Source extract:
□ □ □ □ □ □ □

The most obvious and annoying consequence of the blockage are massive delays in deliveries around the world, especially in a chain between Asia and Europe. Lloyd’s List estimated that each hour of the Suez Canal blockage meant a delay of goods worth $400 million, which is equivalent to almost $10 billion worth delays a day. However, the container cargo represents only 26% of total traffic through the canal, hence the actual value of delays is likely to be much higher.
The Suez Canal is not an ordinary maritime passage. It plays a key role in the global trade, and its importance in the supply chain may seem shocking. The Suez Canal handles around 12% of all global trade – more than 50 ships use this shortcut every day to avoid additional 8-10 days of sailing around the Africa. Since the majority of the global retail trade relies on maritime transport, literally any company could be affected by the “Ever Given” incident.
European industries are the ones that could be especially harmed. European assembling companies may face shortages in deliveries of the components imported from Asia. The US supply chain should not experience any hardships, since it operates mostly through the Pacific Ocean. But even in European case a six-day delay should be absorbed by the shipping industry and suppliers, and only industries with already visible shortages might feel the pinch.
The blockage has not significantly affected the oil market. James Williams, an energy economist at WTRG Economics, claimed that eve few days of delays in oil delivery would not considerably affect the prices. The Suez Canal traffic accounts for no more than 7% of seaborne oil, so the obstruction would need to take weeks to wreak havoc on the oil market, especially in the light of pretty weak energy demand due to the pandemic. In a regional view, some European countries that rely on oil shipments through the canal might note higher oil and gas prices.
Should it had taken weeks to re-float the ship, the disruption would have been much more severe. Lots of containers would not arrive to Europe, and the time of turnaround for the vessels would increase gratuitously. Moreover, ships already stuck in the Gulf of Suez could not reroute and circumnavigate Africa due to their high congestion. New transports would have to choose a much longer route, which would escalate a current problem of delays (according to Sea-Intelligence, about 75% of all container ships sailing from Asia to Europe arrived late in February). Additionally, after reopening of the canal, suddenly released vessels would arrive at ports all at once, causing another unnecessary jams and delays. All these negative effects would exacerbate consequences of the Covid-19 pandemic and all restrictions that trapped many merchant ships and delayed deliveries of some components, e.g. semiconductors and rare-earth materials.

□ □ □ □ □ □ □

Exercise instructions:
1 - In the text on the Suez Canal blockage, why does the US supply chain not face hardships from it? Answer in one to three sentences.
2 - Answer these questions from the text on the Suez Canal blockage:
(a) What share of all global trade does the Suez Canal handle?
(b) What share of seaborne oil does Suez Canal traffic account for at most?
(c) According to Sea-Intelligence, what share of container ships sailing from Asia to Europe arrived late in February?
3 - Extend the text on the Suez Canal blockage with a paragraph that picks up after its final sentence.

Recorded data:
□ □ □ □ □ □ □

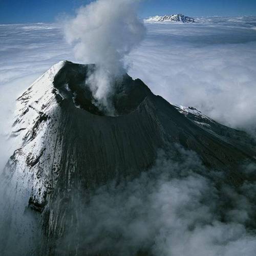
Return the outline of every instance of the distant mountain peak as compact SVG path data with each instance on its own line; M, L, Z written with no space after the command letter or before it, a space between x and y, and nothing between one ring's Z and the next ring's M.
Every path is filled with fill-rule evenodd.
M168 22L181 22L182 23L193 23L195 22L193 18L185 16L181 13L172 14L170 15L154 16L144 19L144 22L147 23Z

□ □ □ □ □ □ □

Task-by-task answers:
1 - The US supply chain should not experience hardships because it operates mostly through the Pacific Ocean rather than through the Suez Canal.

2 -
(a) Around 12%.
(b) No more than 7%.
(c) About 75%.

3 -
Lessons from the unfortunate incident
The Suez incident will likely bring minor consequences to the global trade. However, it gives us an important warning message: a heavy reliance on global supply chains does entail serious risks. We should ask ourselves what are the limits of the globalisation (if there are any) and think how a complex interdependence of sectors around the world may ravish the economy. The just-in-time strategy, constant optimisation of stocks and deliveries provide significant savings. However, too much of the good thing can lead to a serious trouble. Signs of this risk were revealed during the first wave of the coronavirus pandemic, when majority of countries experienced shortages of face masks and protective gloves. Private and public sectors failed to provide basic tools to cope with the pandemic. This is an extreme but topical example, and it highlights the problem of real-time-deliveries based on global supply chain and shipping web. The whole economic mechanism runs smoothly and cheaply, until a small and seemingly insignificant cog falls off. And in the light of excessive optimism and weak protective measures, this single cog, or a single ship, could make the whole system fall apart.